Source extract:
== Segment start ==

Swimming Pool, Auschwitz Camp, June 1996. ‘Inmates from Auschwitz and surrounding camps enjoyed swimming and sunbathing beside the pool on Saturday and Sunday afternoons. Although not as popular as sports like soccer, some competition was organized where inmates from different countries of origin, and different camps, raced in individual and relay events.’ Above photo and caption from www.air-photo.com


Marc Klein, a detainee, recalls the swimming pool at least twice in his recollections of the camp. In an article entitled 'Auschwitz 1 Stammlager' he wrote:

The working hours were modified on Sundays and holidays, when most of the kommandos were at leisure. Roll call was at around noon; evenings were devoted to rest and to a choice of cultural and sporting activities. Football, basketball, and water-polo matches (in an open-air pool built within the perimeter by detainees) attracted crowds of onlookers. It should be noted that only the very fit and well-fed, exempt from the harsh jobs, could indulge in these games which drew the liveliest applause from the masses of other detainees (De l'Université aux camps de concentration: Télmorgnages strasbourgeois, Paris, les Belles-lettres, 1947, p. 453).

== Segment end ==

Supplied records:
== Segment start ==

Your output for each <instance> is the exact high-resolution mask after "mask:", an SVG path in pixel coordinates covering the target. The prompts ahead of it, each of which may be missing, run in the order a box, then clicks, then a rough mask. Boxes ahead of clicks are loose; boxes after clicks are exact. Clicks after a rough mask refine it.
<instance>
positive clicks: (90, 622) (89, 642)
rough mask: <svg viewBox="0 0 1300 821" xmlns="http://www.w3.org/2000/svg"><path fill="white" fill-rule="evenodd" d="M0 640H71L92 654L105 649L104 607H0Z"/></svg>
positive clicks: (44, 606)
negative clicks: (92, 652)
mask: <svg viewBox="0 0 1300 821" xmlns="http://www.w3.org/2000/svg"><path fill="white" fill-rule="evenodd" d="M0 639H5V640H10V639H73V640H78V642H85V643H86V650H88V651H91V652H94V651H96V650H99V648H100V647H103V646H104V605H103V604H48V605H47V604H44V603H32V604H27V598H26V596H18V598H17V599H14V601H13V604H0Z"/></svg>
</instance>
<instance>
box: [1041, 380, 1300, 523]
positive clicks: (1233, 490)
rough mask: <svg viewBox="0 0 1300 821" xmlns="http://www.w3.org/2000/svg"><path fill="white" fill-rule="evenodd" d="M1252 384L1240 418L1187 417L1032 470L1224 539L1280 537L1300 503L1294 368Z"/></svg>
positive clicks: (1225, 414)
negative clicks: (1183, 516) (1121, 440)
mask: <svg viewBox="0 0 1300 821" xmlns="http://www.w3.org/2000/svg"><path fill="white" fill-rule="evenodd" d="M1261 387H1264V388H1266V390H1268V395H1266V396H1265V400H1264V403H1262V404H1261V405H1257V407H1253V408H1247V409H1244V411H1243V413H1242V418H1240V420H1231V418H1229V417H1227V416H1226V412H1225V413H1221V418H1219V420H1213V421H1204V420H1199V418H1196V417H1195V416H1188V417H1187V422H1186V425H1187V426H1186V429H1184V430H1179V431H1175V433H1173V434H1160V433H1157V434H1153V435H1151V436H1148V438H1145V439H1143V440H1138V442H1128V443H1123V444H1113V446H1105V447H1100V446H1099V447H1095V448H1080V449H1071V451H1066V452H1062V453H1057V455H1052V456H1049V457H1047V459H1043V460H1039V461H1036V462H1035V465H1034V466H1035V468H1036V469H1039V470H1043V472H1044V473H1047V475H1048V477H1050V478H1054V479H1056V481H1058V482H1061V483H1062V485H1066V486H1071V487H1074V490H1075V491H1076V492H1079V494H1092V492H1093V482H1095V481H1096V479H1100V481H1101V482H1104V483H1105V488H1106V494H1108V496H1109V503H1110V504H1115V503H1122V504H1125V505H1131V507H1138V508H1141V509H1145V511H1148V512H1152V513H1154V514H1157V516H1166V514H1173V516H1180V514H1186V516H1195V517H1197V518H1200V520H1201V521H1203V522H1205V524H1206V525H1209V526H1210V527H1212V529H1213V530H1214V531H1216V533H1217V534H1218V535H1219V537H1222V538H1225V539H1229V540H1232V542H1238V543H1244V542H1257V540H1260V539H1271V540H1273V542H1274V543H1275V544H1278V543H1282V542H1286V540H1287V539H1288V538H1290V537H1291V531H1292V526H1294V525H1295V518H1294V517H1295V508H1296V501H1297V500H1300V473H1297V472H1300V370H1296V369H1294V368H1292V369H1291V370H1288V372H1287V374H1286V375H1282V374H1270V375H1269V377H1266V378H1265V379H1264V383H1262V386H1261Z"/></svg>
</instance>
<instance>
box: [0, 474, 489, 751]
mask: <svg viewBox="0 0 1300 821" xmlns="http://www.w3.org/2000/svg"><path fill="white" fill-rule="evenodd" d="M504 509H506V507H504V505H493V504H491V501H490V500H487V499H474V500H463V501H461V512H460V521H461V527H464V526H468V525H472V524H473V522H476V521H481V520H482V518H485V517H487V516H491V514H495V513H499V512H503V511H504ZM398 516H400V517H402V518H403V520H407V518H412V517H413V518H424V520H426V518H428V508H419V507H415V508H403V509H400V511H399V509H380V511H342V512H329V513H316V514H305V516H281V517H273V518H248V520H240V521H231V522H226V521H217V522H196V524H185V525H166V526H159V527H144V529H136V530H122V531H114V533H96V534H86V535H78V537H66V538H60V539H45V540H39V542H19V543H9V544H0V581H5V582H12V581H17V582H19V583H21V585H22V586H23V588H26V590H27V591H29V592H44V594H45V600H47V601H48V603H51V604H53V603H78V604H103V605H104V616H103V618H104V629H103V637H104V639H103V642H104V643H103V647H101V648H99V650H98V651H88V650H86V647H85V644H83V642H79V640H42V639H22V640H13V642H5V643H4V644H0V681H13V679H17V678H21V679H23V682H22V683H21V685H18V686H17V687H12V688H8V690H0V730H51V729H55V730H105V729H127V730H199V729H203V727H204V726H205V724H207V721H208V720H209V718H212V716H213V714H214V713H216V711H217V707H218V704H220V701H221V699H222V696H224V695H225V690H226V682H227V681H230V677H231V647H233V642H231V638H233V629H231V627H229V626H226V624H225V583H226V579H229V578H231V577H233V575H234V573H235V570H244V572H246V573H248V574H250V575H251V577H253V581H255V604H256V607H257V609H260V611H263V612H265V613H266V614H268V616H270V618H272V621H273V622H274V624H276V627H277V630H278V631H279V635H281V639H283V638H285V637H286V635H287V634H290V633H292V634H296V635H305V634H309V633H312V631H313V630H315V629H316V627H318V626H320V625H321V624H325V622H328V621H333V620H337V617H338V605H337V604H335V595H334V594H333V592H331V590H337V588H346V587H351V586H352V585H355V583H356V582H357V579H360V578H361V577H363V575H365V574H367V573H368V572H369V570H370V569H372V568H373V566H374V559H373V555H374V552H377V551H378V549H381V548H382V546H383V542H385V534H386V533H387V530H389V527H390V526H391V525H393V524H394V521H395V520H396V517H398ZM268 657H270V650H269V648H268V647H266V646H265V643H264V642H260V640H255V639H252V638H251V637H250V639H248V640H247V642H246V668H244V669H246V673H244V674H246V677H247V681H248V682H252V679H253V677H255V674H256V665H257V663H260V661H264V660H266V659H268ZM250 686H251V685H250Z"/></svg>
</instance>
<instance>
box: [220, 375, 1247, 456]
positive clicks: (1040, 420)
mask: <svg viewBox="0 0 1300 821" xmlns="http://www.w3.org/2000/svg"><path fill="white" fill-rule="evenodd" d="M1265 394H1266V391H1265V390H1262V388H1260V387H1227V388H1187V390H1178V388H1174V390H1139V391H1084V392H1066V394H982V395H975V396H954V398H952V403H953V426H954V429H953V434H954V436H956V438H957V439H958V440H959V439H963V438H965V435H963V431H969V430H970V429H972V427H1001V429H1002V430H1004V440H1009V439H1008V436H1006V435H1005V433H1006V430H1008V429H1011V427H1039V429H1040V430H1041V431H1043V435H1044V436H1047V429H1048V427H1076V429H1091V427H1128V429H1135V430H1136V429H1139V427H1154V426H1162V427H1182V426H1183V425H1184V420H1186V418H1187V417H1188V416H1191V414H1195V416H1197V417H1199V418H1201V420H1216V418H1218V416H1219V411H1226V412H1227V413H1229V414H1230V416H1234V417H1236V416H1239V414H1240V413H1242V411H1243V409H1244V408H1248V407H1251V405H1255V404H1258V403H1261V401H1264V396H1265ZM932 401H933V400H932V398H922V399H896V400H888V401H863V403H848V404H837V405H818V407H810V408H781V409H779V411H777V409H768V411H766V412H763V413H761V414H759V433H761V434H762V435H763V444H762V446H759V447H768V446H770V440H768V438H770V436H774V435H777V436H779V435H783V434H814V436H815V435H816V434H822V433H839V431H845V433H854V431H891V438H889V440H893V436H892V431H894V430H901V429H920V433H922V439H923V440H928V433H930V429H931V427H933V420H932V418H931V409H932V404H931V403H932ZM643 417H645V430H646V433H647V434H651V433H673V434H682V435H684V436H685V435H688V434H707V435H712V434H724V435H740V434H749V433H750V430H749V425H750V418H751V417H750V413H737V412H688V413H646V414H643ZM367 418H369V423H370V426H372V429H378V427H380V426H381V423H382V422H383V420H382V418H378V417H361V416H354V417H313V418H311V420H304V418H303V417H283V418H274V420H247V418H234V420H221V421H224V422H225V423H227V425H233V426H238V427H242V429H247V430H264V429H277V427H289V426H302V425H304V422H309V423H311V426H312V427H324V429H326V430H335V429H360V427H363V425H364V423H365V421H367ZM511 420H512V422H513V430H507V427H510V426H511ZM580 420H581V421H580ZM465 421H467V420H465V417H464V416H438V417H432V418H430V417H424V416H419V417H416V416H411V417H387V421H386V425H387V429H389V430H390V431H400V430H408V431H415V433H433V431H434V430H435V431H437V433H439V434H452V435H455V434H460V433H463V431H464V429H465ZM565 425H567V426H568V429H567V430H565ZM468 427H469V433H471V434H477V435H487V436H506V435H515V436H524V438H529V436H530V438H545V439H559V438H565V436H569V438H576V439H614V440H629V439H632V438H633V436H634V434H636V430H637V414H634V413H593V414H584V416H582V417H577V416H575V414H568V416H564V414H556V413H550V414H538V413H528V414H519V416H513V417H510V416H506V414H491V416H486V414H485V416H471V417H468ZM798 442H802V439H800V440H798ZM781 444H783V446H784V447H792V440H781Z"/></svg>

== Segment end ==

Tasks for this exercise:
- a) From the passage about the Auschwitz swimming pool, repeat the text from "Marc Klein, a" up to and including "1947, p. 453).".
- b) According to the passage about the Auschwitz swimming pool, at what time was roll call held on Sundays and holidays?

Solutions:
- a)
Marc Klein, a detainee, recalls the swimming pool at least twice in his recollections of the camp. In an article entitled 'Auschwitz 1 Stammlager' he wrote:

The working hours were modified on Sundays and holidays, when most of the kommandos were at leisure. Roll call was at around noon; evenings were devoted to rest and to a choice of cultural and sporting activities. Football, basketball, and water-polo matches (in an open-air pool built within the perimeter by detainees) attracted crowds of onlookers. It should be noted that only the very fit and well-fed, exempt from the harsh jobs, could indulge in these games which drew the liveliest applause from the masses of other detainees (De l'Université aux camps de concentration: Télmorgnages strasbourgeois, Paris, les Belles-lettres, 1947, p. 453).

- b) At around noon.